### [Information supplied]
◇ ◇ ◇ ◇
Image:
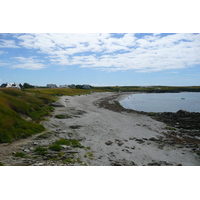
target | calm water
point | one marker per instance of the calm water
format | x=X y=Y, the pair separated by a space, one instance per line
x=163 y=102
◇ ◇ ◇ ◇
Rewrite the data above with "calm water" replaced by "still water" everywhere it appears, changing nothing else. Leave out the pictures.

Image:
target | still water
point | one marker per instance of the still water
format | x=X y=Y, the pair separated by a space, one instance per line
x=163 y=102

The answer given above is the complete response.